→ **Estratto scelto**

□ □ □ □

Prendo le distanze da tutti i “ricercatori spirituali” – me compresa – che si sono sentiti così bene, così realizzati nel constatare di non aver paura della solitudine e dell’isolamento.
Crescita è includere dentro di sè la complessità, guardare in faccia il nostro egocentrismo, le nostre rassegnazioni che ci rendono ignavi e che come un automatismo continuano a riprodurre lamentazioni.
Un esempio? Sono arrivate le tasse da pagare. Senza proroghe e senza sconti. Possiamo convenire tutti sul fatto che qualcuno con le competenze e l’autorità per farlo dovrebbe mettersi a cambiare un sistema basato su presupposti che fanno acqua da tutte le parti, tuttavia sono arrivate le tasse da pagare e sono l’unico modo che abbiamo per contribuire alle spese della nazione: ospedali, scuole, strade, ecc ecc… Mi fa piacere pagarle, soprattutto in questo momento in cui non ho entrate? NO. Ma è il mio contributo, il mio dovere: nei confronti dei miei figli e del mio nipotino che voglio crescano incarnando dei valori, nei confronti di mio padre che oggi ha 90 anni e ha passato la vita a contribuire a rendere migliore questo mondo, nei confronti di una società che si prende cura di me…come può.

□ □ □ □

→ **Righe di origine**
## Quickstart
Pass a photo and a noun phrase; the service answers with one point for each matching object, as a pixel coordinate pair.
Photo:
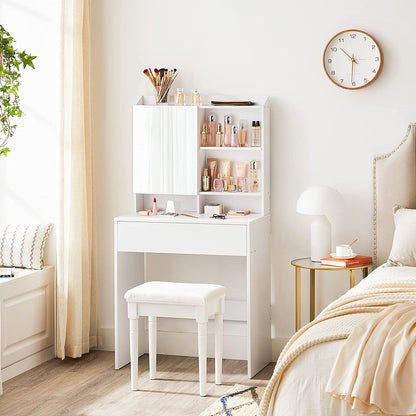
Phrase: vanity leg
(297, 273)
(312, 295)
(152, 346)
(202, 354)
(352, 278)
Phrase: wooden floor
(91, 386)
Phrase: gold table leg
(352, 278)
(297, 273)
(312, 295)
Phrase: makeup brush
(151, 73)
(157, 72)
(147, 73)
(354, 242)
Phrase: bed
(300, 379)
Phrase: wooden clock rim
(381, 59)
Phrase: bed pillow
(403, 251)
(21, 245)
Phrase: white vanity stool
(176, 300)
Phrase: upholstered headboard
(394, 182)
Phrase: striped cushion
(21, 245)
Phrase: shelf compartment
(234, 149)
(241, 194)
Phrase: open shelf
(241, 194)
(235, 149)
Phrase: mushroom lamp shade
(320, 202)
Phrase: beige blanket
(375, 370)
(338, 320)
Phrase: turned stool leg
(152, 346)
(134, 352)
(202, 354)
(218, 347)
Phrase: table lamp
(320, 201)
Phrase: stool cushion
(174, 293)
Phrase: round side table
(312, 266)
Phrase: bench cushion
(174, 293)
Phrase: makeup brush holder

□ □ □ □

→ **Esercizio A**
Ripeti alla lettera la parte dell'estratto scelto che comincia con "Prendo le distanze" e termina con "a riprodurre lamentazioni.".
→ **Esercizio B**
Trasforma in una tabella Markdown con le colonne Numero e Riga le righe di origine. Includi solo quelle che vanno dalla riga contenente "Phrase: table lamp" fino all'ultima delle righe di origine, entrambe comprese, e salta le righe vuote.

→ **Risultato A**
Prendo le distanze da tutti i “ricercatori spirituali” – me compresa – che si sono sentiti così bene, così realizzati nel constatare di non aver paura della solitudine e dell’isolamento.
Crescita è includere dentro di sè la complessità, guardare in faccia il nostro egocentrismo, le nostre rassegnazioni che ci rendono ignavi e che come un automatismo continuano a riprodurre lamentazioni.

→ **Risultato B**
| Numero | Riga |
|---|---|
| 1 | Phrase: table lamp |
| 2 | (320, 201) |
| 3 | Phrase: stool cushion |
| 4 | (174, 293) |
| 5 | Phrase: round side table |
| 6 | (312, 266) |
| 7 | Phrase: bench cushion |
| 8 | (174, 293) |
| 9 | Phrase: makeup brush holder |